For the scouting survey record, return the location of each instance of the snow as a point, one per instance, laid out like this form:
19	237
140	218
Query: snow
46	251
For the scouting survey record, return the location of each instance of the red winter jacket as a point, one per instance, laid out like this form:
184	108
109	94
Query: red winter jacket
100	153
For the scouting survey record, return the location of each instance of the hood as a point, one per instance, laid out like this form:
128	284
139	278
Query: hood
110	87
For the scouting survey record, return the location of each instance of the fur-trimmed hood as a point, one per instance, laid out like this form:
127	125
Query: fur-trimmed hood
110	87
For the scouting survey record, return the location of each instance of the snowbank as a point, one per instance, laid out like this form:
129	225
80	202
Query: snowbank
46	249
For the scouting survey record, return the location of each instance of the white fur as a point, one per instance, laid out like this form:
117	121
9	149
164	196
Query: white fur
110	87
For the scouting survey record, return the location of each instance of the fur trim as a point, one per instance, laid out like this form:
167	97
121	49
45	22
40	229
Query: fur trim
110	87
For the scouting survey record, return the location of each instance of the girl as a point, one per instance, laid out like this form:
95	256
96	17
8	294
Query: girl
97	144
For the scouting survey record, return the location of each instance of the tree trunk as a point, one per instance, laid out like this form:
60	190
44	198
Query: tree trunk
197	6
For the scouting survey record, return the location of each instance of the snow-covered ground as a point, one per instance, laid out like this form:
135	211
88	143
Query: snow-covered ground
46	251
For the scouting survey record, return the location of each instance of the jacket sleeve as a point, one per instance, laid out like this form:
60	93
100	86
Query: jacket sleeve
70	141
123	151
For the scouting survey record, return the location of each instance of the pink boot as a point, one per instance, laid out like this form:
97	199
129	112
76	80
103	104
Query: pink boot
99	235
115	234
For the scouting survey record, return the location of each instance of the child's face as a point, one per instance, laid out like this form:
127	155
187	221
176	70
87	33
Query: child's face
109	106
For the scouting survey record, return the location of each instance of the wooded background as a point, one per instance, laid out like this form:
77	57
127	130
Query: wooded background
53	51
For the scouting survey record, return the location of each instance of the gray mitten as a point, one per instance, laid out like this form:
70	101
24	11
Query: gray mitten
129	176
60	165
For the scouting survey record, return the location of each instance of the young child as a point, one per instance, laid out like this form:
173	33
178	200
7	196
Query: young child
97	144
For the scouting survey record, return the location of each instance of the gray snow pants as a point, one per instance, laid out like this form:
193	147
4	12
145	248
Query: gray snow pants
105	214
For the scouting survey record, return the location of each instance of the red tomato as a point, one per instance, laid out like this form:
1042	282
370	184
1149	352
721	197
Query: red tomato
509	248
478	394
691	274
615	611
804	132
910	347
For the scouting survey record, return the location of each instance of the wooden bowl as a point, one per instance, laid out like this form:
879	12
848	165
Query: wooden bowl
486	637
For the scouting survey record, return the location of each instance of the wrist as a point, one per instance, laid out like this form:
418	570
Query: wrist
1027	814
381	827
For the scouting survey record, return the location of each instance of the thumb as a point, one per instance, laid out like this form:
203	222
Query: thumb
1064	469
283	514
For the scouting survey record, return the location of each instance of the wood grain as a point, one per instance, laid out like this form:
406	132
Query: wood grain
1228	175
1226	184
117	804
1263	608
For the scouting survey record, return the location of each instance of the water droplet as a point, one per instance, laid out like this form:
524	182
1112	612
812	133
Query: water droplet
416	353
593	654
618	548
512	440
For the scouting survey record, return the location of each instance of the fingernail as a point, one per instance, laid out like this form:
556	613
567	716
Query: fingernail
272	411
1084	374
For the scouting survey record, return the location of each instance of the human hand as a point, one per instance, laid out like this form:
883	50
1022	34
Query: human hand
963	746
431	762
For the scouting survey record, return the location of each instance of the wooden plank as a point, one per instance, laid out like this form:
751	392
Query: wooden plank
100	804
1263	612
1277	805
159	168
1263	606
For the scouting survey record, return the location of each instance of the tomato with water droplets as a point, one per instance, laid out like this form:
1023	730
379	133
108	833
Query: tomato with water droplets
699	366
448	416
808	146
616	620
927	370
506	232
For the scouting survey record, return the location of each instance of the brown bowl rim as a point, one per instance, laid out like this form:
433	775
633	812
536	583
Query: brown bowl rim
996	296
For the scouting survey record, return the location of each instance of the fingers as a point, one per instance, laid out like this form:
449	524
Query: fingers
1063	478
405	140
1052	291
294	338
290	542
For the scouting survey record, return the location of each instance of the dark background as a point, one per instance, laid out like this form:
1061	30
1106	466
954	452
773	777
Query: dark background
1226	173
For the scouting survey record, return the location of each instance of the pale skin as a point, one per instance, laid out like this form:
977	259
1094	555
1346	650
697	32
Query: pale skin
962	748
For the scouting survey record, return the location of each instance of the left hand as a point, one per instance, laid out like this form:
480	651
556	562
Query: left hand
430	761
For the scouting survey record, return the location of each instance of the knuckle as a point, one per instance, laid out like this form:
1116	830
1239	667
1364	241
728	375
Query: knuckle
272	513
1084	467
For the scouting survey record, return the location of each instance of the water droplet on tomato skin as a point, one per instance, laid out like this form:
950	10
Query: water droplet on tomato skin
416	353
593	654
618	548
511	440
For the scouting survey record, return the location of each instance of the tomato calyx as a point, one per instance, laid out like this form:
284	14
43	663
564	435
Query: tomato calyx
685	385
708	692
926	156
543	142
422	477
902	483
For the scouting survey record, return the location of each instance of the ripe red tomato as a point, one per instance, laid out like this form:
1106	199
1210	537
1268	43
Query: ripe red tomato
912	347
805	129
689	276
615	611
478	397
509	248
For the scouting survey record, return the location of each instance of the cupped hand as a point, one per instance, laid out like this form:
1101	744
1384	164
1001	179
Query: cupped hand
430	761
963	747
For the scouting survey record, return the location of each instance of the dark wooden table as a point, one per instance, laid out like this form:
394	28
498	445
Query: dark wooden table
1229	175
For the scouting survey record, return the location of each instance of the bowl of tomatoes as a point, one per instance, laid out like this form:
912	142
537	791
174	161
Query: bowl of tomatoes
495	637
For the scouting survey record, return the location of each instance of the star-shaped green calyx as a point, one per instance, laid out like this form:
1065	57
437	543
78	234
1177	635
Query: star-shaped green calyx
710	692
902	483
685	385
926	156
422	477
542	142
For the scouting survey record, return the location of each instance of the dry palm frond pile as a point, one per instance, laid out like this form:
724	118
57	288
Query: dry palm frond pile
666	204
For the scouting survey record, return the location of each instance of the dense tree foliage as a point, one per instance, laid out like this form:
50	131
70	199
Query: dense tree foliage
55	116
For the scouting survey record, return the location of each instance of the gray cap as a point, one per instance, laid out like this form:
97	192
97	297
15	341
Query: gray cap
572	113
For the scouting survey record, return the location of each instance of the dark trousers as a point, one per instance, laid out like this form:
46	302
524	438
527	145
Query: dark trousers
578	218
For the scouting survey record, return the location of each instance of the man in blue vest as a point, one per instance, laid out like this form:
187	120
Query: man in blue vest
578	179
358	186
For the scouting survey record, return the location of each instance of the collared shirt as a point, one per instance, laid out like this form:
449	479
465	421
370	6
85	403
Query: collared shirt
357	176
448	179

________________________

TASK INSTRUCTIONS.
Quote every line of the data, word for word.

COMPLETE RESPONSE.
For the scouting survey record, return the location of each instance of the snow as a point, one per instance, laid out like this form:
19	237
140	218
Query: snow
46	251
For the scouting survey record, return the location of each instance of the red winter jacket as a point, one per instance, laid out like this form:
184	108
109	94
Query: red winter jacket
100	153
For the scouting survey record, return the location of each instance of the hood as a point, one per instance, laid out like this form:
128	284
139	278
Query: hood
110	87
For the scouting survey record, return the location of each instance of the fur-trimmed hood as a point, one per instance, laid out like this form:
127	125
Query: fur-trimmed hood
110	87
For the scouting survey record, return the location of each instance of the snowbank as a point, one per instance, laid out like this form:
129	225
80	202
Query: snowbank
46	249
For the scouting survey record, return the location of each instance of the white fur as a point, one per instance, laid out like this form:
117	121
9	149
164	196
Query: white fur
110	87
For the scouting survey record, return the location of each instance of the fur trim as a point, one per instance, laid out like this form:
167	97
121	49
45	22
40	229
Query: fur trim
110	87
For the scouting survey record, return the location of each instance of the girl as a point, one per instance, laid out like this form:
95	256
96	17
8	294
Query: girl
97	144
For the scouting survey record, return the location of each instance of the tree trunk as a point, one per instance, laid out like this form:
60	190
44	198
Query: tree trunk
197	6
For the scouting survey record, return the location of each instance of the snow-covered ground as a point, one per instance, laid out like this form:
135	211
88	143
Query: snow-covered ground
46	251
For the scouting survey record, return the location of each instance of the jacket sleeve as a point, one per instance, laid out like this form:
60	93
100	86
Query: jacket sleeve
70	141
123	151
For the scouting survey record, return the location of each instance of the pink boot as a point, one per instance, laid out like this form:
97	199
129	112
76	80
103	104
Query: pink boot
99	235
115	234
For the scouting survey record, return the location of each instance of the child's face as a point, one per instance, laid out like this form:
127	155
187	221
176	70
87	33
Query: child's face
109	106
For the scouting survey record, return the location of each instance of the wooded background as a point, one per instance, laid out like this form:
77	57
127	130
Query: wooded background
53	51
For the scouting survey record, return the location of each instance of the gray mitten as a point, one per instance, laid out like this form:
70	101
24	11
Query: gray mitten
129	176
60	165
For the scouting survey record, return the location of each instance of the young child as a point, one per instance, laid out like this form:
173	33
178	200
7	196
Query: young child
97	144
For the scouting survey record, return the location of each instance of the gray snow pants as a point, one per instance, laid out like this form:
193	147
4	12
145	248
Query: gray snow pants
105	214
For the scouting survey record, return the location of each instance of the red tomato as a point, one per instance, laid out like this form:
1042	282
370	184
1149	352
721	197
Query: red tomato
509	248
478	394
691	274
615	611
804	132
910	347
For the scouting survey record, return the location of each instance of the wooden bowl as a point, one per instance, laid out like this form:
879	12
848	165
Query: wooden bowl
486	637
For the scouting survey record, return the location of each instance of the wrist as a point, one per instance, laid out like this form:
418	570
Query: wrist
1027	814
381	827
For the scouting survey record, return the location of each instance of the thumb as a point, one per instance, laid out like this form:
203	222
Query: thumb
1064	469
283	514
For the scouting survey record, return the location of each instance of the wood grain as a point, one per instance, laid out like this form:
406	132
Query: wood grain
1228	175
1226	184
117	804
1263	608
For the scouting survey record, return the location of each instance of the water droplet as a point, one per instance, laid out like this form:
524	182
1112	612
812	133
Query: water droplet
416	353
593	654
618	548
512	440
For the scouting survey record, return the location of each instance of the fingernail as a point, one per instance, laid out like this form:
556	613
567	716
Query: fingernail
272	411
1084	374
For the scouting survey record, return the location of each instance of the human hand as a point, one per instance, laid out like this form:
883	50
1022	34
Query: human hand
963	746
431	762
For the scouting survey record, return the location of each instance of the wooden plank as a point, one per instance, laid out like this form:
751	392
Query: wooden plank
100	804
1263	612
1277	805
159	168
1263	606
For the scouting survey record, return the location of each instance of the tomato with water droplets as a point, one per instance, laid out like this form:
1023	730
379	133
108	833
Query: tomato with water droplets
699	366
448	416
808	146
616	620
927	370
506	232
For the scouting survey record, return the location of each instance of the brown bowl rim as a point, one per instance, laid out like this form:
433	775
633	812
536	583
Query: brown bowl rim
996	296
For the scouting survey record, return the location of each instance of the fingers as a point, one per instance, laid out like this form:
449	524
Query: fingers
1063	478
405	140
1052	291
294	338
290	542
For the scouting survey record, return the location of each instance of the dark background as a point, one per instance, laid out like this form:
1061	30
1106	466
954	452
773	777
Query: dark background
1226	173
For the scouting survey record, return the location of each instance of the pale skin as a point, one per instance, laid out like this form:
977	259
1094	555
1346	650
697	32
Query: pale skin
962	748
For the scouting survey record, return the location of each instance of the left hand as a point, one per instance, laid out like this form:
480	651
556	562
Query: left hand
430	761
For the scouting survey record, return the location of each instance of the knuckle as a point, one per instance, laid out like this form:
1116	830
1239	667
1364	241
728	375
Query: knuckle
272	513
1084	467
For the scouting survey record, return the location of each instance of the water droplet on tomato skin as a point, one per instance, laid out like this form:
950	10
Query: water droplet on tomato skin
416	353
593	654
618	548
511	440
For the scouting survey record, return the location of each instance of the tomato calyx as a point, one per instance, laid out like this form:
284	14
43	663
564	435
Query: tomato calyx
685	385
708	692
926	156
543	142
422	477
902	483
For the scouting survey record, return the location of each instance of the ripe red tomato as a point, one per instance, laid out like this form:
1106	199
1210	537
1268	43
Query: ripe red tomato
912	347
805	129
689	276
615	611
478	397
509	248
For the scouting survey record, return the location of each instance of the cupped hand as a point, one per instance, laid out like this form:
1101	744
1384	164
1001	179
Query: cupped hand
430	761
963	747
For the scouting survey record, return the location of each instance of the dark wooden table as a point, one per instance, laid out like this form:
394	28
498	445
Query: dark wooden table
1229	175
For the scouting survey record, return the location of each instance of the bowl of tomatoes as a point, one per instance, laid out like this form:
912	142
537	791
174	161
Query: bowl of tomatoes
495	637
For the scouting survey record, return the location of each instance of the star-shaped green calyx as a point, one per instance, laid out like this form:
1065	57
437	543
78	234
1177	635
Query: star-shaped green calyx
710	692
902	483
685	385
926	156
422	477
542	142
For the scouting survey record, return the location of each instance of the dry palm frond pile as a point, one per instance, laid out like this form:
724	118
57	288
Query: dry palm frond pile
666	204
For the scouting survey record, return the location of each instance of the dense tree foliage as a point, one per instance, laid out like this form:
50	131
70	199
Query: dense tree foliage
55	116
For the scouting survey record, return the location of each instance of the gray cap as a point, one per instance, laid out like this form:
97	192
97	297
15	341
Query: gray cap
572	113
For the scouting survey record, return the location of each instance of the dark trousers as a point, one per instance, laid out like this form:
46	302
524	438
527	145
Query: dark trousers
578	218
For the scouting survey record, return the location of each instance of the man in blue vest as a point, one per instance, laid out like this form:
187	120
Query: man in blue vest
578	179
358	186
For the scouting survey record, return the location of each instance of the collared shirt as a point, one per instance, laid out like this form:
449	479
465	421
370	6
85	403
Query: collared shirt
357	176
448	179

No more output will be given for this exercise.